SUPPLIED RECORDS

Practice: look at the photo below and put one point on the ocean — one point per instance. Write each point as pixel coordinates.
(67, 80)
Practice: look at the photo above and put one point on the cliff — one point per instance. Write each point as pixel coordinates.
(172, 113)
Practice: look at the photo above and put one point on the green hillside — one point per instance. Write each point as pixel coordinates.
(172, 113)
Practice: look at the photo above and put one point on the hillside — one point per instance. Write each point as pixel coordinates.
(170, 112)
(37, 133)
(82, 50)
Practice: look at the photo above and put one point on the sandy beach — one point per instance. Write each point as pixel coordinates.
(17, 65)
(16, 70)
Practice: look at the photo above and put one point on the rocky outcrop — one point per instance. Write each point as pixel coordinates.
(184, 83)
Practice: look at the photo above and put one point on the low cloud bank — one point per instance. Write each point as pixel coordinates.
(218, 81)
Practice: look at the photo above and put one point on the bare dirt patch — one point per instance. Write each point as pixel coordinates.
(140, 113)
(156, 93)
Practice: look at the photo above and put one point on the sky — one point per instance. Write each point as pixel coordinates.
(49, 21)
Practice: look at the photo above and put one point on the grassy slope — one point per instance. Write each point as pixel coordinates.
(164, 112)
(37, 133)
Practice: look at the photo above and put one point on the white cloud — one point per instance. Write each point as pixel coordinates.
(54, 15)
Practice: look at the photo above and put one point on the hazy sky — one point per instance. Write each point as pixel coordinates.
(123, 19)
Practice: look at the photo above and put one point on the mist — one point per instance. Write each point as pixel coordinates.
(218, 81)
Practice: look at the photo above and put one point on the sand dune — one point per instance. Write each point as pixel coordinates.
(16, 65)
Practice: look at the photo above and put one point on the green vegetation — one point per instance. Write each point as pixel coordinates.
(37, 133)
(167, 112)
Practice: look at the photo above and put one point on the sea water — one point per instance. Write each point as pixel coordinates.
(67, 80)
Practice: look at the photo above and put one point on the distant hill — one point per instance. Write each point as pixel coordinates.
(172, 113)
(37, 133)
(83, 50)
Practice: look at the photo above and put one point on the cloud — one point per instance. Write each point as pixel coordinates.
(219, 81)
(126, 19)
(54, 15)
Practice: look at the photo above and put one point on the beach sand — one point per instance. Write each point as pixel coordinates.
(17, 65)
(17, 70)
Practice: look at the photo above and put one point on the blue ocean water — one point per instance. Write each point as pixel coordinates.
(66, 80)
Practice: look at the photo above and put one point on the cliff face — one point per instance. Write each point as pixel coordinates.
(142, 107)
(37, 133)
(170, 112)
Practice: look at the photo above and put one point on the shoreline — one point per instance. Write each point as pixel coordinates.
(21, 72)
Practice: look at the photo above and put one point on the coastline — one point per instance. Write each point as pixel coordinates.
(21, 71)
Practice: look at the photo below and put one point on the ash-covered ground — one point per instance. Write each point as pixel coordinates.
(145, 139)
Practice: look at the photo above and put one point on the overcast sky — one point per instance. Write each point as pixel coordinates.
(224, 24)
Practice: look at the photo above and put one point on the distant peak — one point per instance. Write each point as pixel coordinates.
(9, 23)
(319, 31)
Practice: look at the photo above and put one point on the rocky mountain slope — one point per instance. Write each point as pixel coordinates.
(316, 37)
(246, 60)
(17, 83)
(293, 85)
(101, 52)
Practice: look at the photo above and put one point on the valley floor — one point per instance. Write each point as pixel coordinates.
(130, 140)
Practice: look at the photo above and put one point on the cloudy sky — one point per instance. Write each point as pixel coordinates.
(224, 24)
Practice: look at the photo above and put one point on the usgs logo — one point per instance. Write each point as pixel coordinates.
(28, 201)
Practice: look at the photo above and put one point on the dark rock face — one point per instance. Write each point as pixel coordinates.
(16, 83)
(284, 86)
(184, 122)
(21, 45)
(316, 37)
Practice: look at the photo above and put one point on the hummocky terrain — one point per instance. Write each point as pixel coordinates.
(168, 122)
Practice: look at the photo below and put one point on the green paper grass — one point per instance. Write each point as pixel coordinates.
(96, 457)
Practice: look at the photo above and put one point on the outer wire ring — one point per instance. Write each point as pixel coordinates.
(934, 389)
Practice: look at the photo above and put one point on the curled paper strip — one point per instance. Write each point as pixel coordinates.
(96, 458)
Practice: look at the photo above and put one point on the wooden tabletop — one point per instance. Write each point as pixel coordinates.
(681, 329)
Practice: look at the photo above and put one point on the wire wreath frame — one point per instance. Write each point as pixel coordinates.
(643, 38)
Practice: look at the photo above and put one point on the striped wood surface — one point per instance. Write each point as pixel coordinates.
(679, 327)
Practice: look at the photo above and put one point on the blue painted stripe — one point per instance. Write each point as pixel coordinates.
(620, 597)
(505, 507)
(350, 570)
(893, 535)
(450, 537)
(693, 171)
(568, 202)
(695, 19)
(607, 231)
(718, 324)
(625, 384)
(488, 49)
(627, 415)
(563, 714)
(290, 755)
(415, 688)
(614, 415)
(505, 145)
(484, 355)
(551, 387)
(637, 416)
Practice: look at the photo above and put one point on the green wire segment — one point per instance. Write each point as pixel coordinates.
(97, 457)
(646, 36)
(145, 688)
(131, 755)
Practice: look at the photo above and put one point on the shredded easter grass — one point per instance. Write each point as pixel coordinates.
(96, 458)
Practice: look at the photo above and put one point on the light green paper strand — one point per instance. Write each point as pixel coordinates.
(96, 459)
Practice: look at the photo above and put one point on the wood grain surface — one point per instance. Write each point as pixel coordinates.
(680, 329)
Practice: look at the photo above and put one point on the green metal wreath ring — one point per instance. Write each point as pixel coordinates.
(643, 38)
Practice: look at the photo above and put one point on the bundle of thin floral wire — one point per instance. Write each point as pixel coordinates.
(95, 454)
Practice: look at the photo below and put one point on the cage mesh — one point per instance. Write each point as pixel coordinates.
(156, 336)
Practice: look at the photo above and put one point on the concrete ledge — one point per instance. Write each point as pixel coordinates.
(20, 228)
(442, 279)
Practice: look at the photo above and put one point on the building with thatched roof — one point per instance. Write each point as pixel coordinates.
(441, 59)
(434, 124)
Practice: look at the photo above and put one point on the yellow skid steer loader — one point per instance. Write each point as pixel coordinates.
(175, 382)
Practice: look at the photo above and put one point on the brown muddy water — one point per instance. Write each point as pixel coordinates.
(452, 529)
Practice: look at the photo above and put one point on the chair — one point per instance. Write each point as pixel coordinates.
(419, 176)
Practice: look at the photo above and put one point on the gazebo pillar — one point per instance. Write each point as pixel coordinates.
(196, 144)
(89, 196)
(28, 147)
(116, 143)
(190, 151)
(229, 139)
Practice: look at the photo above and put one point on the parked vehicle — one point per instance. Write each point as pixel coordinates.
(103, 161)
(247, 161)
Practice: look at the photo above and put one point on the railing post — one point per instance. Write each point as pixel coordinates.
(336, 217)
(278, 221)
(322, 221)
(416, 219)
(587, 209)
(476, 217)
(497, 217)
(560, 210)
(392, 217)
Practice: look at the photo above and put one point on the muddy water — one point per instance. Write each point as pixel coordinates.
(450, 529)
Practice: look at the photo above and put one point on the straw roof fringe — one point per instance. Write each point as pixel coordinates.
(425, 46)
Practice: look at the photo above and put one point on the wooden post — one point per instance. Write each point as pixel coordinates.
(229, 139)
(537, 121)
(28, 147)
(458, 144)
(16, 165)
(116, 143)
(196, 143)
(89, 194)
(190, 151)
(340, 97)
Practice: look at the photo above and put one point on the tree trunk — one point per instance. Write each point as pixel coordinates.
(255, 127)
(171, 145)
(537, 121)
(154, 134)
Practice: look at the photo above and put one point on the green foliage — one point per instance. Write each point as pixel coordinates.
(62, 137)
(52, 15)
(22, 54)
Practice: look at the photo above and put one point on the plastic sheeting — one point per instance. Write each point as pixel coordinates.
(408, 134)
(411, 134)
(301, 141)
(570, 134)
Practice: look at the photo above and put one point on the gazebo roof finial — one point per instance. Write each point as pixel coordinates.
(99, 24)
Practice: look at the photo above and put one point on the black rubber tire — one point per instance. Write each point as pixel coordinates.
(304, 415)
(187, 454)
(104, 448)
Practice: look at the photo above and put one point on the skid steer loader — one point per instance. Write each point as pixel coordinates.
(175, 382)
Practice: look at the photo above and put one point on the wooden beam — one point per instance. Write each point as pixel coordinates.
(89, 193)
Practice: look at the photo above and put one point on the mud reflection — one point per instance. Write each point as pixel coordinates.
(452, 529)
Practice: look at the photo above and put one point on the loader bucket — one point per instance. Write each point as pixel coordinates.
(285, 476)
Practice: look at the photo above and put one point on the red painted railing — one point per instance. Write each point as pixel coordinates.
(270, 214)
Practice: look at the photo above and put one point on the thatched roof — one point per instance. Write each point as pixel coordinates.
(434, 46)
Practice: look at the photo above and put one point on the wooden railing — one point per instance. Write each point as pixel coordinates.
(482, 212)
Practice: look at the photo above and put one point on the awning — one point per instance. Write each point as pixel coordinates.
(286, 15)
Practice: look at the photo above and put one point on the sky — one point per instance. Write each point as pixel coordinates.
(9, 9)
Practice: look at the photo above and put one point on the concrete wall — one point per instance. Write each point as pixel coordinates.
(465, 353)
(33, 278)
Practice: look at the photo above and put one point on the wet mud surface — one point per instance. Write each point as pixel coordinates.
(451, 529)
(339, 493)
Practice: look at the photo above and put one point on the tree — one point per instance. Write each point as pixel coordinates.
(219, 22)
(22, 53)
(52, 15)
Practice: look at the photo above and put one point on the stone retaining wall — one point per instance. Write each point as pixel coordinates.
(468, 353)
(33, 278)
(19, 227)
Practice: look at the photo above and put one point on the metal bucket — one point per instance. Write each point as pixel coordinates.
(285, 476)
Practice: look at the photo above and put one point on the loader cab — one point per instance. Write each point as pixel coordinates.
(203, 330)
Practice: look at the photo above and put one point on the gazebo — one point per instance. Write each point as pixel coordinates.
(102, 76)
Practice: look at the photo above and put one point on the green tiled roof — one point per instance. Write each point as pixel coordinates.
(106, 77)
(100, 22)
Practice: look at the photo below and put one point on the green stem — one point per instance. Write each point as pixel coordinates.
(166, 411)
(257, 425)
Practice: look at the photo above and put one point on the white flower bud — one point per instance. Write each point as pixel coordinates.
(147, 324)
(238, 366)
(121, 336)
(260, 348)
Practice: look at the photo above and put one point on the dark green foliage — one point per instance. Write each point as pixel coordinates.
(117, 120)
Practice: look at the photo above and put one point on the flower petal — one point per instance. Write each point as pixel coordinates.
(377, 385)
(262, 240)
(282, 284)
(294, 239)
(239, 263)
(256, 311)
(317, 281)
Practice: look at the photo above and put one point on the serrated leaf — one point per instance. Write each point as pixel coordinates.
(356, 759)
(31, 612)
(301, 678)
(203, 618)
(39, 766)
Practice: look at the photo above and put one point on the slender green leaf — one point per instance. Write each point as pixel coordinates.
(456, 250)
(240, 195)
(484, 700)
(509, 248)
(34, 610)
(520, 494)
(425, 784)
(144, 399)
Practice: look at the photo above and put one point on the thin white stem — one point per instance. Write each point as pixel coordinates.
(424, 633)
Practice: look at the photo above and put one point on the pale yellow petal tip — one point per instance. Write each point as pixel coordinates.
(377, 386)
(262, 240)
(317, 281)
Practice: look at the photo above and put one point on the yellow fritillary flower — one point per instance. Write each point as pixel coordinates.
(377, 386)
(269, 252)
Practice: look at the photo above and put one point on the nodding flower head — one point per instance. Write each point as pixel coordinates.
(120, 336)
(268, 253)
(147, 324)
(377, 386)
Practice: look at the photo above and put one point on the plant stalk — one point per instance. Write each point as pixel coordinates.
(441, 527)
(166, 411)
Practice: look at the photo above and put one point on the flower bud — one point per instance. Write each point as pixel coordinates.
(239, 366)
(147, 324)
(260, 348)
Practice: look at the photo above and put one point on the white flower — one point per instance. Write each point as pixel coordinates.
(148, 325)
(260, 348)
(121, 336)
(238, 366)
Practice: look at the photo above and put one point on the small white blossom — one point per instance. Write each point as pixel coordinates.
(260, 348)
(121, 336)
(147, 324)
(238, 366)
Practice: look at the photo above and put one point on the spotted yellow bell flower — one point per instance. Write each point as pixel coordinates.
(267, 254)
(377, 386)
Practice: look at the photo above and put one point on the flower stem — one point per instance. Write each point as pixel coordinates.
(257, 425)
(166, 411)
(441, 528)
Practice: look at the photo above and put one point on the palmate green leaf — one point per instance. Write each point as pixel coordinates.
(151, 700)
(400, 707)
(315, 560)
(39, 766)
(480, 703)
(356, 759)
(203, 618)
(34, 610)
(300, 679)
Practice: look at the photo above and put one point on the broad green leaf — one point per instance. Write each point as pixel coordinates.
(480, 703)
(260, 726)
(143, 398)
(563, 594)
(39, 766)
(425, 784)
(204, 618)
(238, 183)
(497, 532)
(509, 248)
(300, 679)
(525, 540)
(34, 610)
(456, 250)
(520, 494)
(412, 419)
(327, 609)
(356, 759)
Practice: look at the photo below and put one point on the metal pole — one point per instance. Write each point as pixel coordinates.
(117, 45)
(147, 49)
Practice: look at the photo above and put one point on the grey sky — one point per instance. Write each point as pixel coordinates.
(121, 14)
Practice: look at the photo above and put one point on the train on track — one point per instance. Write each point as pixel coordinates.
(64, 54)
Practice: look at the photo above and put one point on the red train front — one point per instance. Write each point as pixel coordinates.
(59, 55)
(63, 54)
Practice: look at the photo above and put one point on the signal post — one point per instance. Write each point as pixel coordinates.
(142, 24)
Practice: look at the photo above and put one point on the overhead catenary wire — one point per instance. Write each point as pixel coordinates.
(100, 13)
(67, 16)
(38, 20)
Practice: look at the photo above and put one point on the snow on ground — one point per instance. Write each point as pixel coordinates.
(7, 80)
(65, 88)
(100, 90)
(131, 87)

INSTRUCTIONS FOR THE TASK
Extract every line from the one containing "the red train" through the last line of the data, inclusive, exactly as written.

PROBLEM SOLUTION
Practice: look at the photo above and put one point on the red train front — one point per instance. Write each point as pixel coordinates.
(59, 55)
(63, 54)
Practice: look at the photo above and put one point on the signal post — one point per instance. Write each point as pixel coordinates.
(142, 24)
Practice: look at the photo above and put one point on the overhead catenary wire — one point per instance. Write each point as pixel coordinates.
(100, 13)
(67, 16)
(38, 20)
Practice: look at the photo above and put one point on the snow on ground — one point per instance. Write each point as pixel coordinates.
(7, 80)
(65, 88)
(100, 90)
(131, 87)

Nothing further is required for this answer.